Karen Elson is finally ready to have some fun. “Being a model, I felt for many years like I had to work extra hard to prove myself as a musician. I felt like I couldn’t just be good—I had to be incredible at it. I had to almost bleed for it,” the singer/songwriter/supermodel says of her recording career, which began with the 2010 album The Ghost Who Walks.
“I got older, and I got more comfortable in my skin. Also, there was something about COVID—it’s been such a reckoner. There’s just been this shift in me,” says Elson, 43. “I can’t take myself seriously anymore. I really can’t.”
Not taking yourself seriously must be easier said than done when you’re one of the more recognizable faces—and heads of hair—in fashion. The U.K.-born Elson, who now calls Nashville home, has been working as a model since she was 15 and has walked the runway for everyone from Anna Sui to Marc Jacobs to Alexander McQueen, and appeared on every imaginable major fashion magazine cover. In 2020, she released The Red Flame, a memoir-meets-coffee-table book chronicling her career so far. In between that and raising the two teenagers she shares with ex-husband musician Jack White (they divorced in 2013), she’s also an advocate for models. As a member of the Model Alliance’s Worker Council, Elson is a visible and vocal advocate for the Fashion Workers Act, which would regulate modeling agencies and establish labor protection for models, hair and makeup professionals, stylists, and other creatives.
For a time, the pressure she felt caused Elson to fall out of love with music, she says, but at the start of the pandemic, she began taking long walks around her Nashville neighborhood, listening to the stuff she grew up on—Nirvana, the Hives, Cocteau Twins, Sonic Youth. “I had this really extended downtime, and it was the first time since I was a teenager that I stayed in one place long enough to really consider how I was feeling,” says Elson. “When I was young, music was my escape from pain. Certain songs made you feel like, ‘I’m not alone in the world and this other person understands these weird, complicated feelings, I also have.’ I became like that teenager in my bedroom again. I fell in love with the escapism that music presents.”
Letting go sounds good on Elson. Her latest album, Green, released earlier this year, is a clear and deliberate shift away from the moodier sound that defined her earlier work. For Green, Elson joined forces with fellow Nashville residents Daniel Tashian and Ian Fitchuk, acclaimed for their collaborations with Kacey Musgraves, to create a sound that is happy, silly, and reflective. “My first few records definitely lend themselves to lonelier concepts—and darker ones,” says Elson, whose second album, 2017’s Double Roses, was reductively called a “divorce album” by many critics. But this time, she explains, “I wrote the majority of the album during the height of COVID, when there was just so much uncertainty in a manner that, globally, we hadn’t experienced before. I felt like the world was so heavy that I needed a light—emotional sunlight.”

PROBLEM.
Does the Karen Elson profile agree with each statement below? Answer yes or no for each and quote the words from the profile that decide it.
1. Elson's recording career began with the 2010 album The Ghost Who Walks.
2. Elson has been working as a model since she was 18.
3. Elson wrote most of Green after the pandemic had ended.

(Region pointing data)
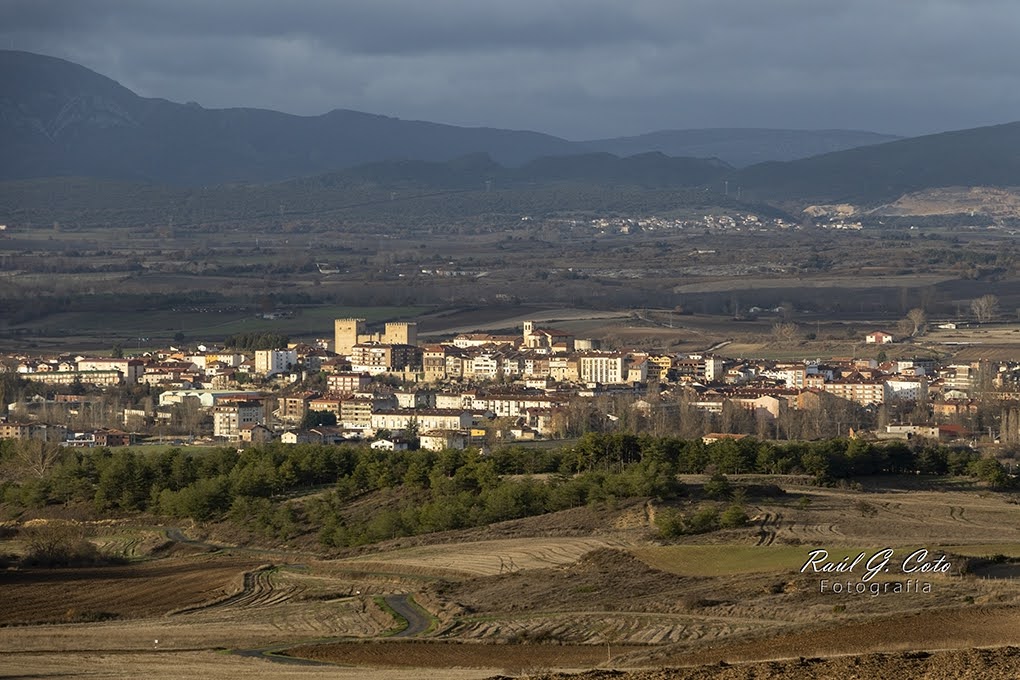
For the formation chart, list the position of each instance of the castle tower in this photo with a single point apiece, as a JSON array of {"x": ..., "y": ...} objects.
[
  {"x": 528, "y": 332},
  {"x": 346, "y": 332}
]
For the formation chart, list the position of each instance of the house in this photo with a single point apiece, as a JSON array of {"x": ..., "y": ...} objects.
[
  {"x": 877, "y": 337},
  {"x": 256, "y": 433},
  {"x": 390, "y": 443},
  {"x": 712, "y": 437},
  {"x": 227, "y": 419},
  {"x": 443, "y": 439}
]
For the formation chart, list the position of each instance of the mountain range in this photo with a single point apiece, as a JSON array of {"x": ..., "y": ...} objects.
[{"x": 60, "y": 118}]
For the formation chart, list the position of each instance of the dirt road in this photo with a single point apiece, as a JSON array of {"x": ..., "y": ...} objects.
[{"x": 417, "y": 621}]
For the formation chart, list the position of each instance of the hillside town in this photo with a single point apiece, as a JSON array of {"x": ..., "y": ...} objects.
[{"x": 474, "y": 389}]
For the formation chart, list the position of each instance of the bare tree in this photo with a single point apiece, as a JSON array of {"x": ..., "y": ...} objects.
[
  {"x": 985, "y": 308},
  {"x": 37, "y": 458}
]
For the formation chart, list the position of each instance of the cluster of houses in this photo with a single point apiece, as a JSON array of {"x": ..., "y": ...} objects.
[
  {"x": 389, "y": 387},
  {"x": 735, "y": 222}
]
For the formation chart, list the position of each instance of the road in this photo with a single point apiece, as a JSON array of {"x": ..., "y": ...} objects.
[{"x": 417, "y": 621}]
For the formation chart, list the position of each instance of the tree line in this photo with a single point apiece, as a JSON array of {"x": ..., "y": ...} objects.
[{"x": 424, "y": 491}]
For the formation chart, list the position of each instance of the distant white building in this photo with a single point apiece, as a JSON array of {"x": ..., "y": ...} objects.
[{"x": 270, "y": 362}]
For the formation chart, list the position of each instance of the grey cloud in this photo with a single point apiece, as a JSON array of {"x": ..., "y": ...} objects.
[{"x": 573, "y": 67}]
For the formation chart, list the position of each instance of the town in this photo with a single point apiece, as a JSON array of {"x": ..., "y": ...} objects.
[{"x": 478, "y": 389}]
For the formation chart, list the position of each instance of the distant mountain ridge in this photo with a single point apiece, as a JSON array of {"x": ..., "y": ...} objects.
[
  {"x": 58, "y": 118},
  {"x": 977, "y": 157},
  {"x": 741, "y": 146}
]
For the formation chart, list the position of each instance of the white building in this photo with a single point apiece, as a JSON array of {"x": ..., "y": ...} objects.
[
  {"x": 270, "y": 362},
  {"x": 228, "y": 419},
  {"x": 603, "y": 369}
]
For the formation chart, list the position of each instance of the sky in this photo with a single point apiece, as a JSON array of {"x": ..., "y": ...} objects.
[{"x": 575, "y": 68}]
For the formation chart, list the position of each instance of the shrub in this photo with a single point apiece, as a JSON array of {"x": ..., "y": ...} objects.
[{"x": 733, "y": 517}]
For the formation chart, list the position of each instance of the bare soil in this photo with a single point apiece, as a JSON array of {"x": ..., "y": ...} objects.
[{"x": 1001, "y": 664}]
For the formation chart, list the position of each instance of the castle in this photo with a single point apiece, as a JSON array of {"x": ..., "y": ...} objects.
[{"x": 348, "y": 332}]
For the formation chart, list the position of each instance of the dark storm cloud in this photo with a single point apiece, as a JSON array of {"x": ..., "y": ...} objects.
[{"x": 573, "y": 67}]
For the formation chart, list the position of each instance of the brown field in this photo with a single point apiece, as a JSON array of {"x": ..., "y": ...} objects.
[{"x": 550, "y": 592}]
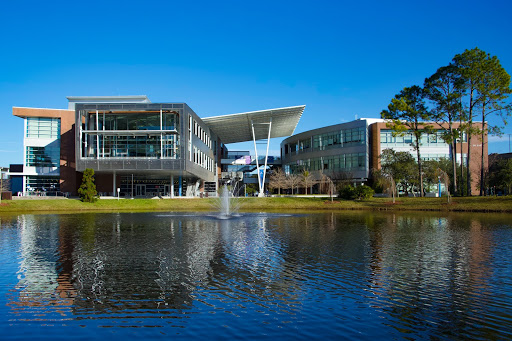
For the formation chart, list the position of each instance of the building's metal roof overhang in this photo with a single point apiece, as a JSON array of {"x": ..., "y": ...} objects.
[{"x": 237, "y": 127}]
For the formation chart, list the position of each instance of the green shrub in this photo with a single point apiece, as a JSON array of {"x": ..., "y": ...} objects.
[
  {"x": 347, "y": 192},
  {"x": 352, "y": 193},
  {"x": 87, "y": 190},
  {"x": 363, "y": 192}
]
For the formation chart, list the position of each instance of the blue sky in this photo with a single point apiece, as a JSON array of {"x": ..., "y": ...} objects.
[{"x": 339, "y": 58}]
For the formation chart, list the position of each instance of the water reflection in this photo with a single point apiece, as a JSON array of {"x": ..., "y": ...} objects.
[{"x": 354, "y": 275}]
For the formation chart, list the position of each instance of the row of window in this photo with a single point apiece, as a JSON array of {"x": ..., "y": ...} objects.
[
  {"x": 339, "y": 138},
  {"x": 48, "y": 156},
  {"x": 41, "y": 185},
  {"x": 134, "y": 121},
  {"x": 156, "y": 146},
  {"x": 201, "y": 133},
  {"x": 43, "y": 127},
  {"x": 434, "y": 139},
  {"x": 341, "y": 163},
  {"x": 203, "y": 160}
]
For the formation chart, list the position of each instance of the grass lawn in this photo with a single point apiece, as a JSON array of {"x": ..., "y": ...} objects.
[{"x": 292, "y": 204}]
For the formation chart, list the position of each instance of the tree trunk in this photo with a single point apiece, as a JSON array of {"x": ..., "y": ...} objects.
[
  {"x": 468, "y": 162},
  {"x": 482, "y": 185},
  {"x": 420, "y": 170},
  {"x": 453, "y": 146}
]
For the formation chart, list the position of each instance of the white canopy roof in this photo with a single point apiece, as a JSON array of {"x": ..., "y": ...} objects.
[{"x": 237, "y": 127}]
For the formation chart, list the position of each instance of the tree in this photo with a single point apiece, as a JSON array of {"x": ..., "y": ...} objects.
[
  {"x": 493, "y": 91},
  {"x": 408, "y": 113},
  {"x": 500, "y": 174},
  {"x": 443, "y": 89},
  {"x": 356, "y": 193},
  {"x": 483, "y": 85},
  {"x": 401, "y": 167},
  {"x": 384, "y": 179},
  {"x": 292, "y": 181},
  {"x": 87, "y": 190},
  {"x": 307, "y": 180},
  {"x": 277, "y": 179}
]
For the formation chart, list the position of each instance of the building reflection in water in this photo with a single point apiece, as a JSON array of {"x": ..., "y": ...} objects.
[
  {"x": 430, "y": 271},
  {"x": 410, "y": 271}
]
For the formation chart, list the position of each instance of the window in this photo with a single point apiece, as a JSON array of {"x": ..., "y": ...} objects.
[
  {"x": 43, "y": 127},
  {"x": 42, "y": 184},
  {"x": 43, "y": 156}
]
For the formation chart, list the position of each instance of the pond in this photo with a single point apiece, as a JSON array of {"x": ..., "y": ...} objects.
[{"x": 357, "y": 275}]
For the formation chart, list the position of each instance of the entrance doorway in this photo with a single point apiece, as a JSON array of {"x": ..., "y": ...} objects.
[{"x": 140, "y": 190}]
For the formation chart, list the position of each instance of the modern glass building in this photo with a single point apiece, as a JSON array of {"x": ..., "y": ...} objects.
[
  {"x": 137, "y": 148},
  {"x": 350, "y": 150},
  {"x": 145, "y": 149},
  {"x": 338, "y": 150}
]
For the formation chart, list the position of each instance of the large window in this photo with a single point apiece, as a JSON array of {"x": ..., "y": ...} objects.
[
  {"x": 42, "y": 185},
  {"x": 387, "y": 139},
  {"x": 48, "y": 156},
  {"x": 150, "y": 146},
  {"x": 133, "y": 121},
  {"x": 342, "y": 162},
  {"x": 334, "y": 139},
  {"x": 43, "y": 127}
]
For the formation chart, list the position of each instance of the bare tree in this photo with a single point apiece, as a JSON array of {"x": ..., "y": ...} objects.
[
  {"x": 445, "y": 179},
  {"x": 385, "y": 179},
  {"x": 307, "y": 180},
  {"x": 327, "y": 185},
  {"x": 5, "y": 185},
  {"x": 293, "y": 181}
]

RESPONSE AREA.
1. Yes: "which began with the 2010 album The Ghost Who Walks"
2. No: "has been working as a model since she was 15"
3. No: "I wrote the majority of the album during the height of COVID"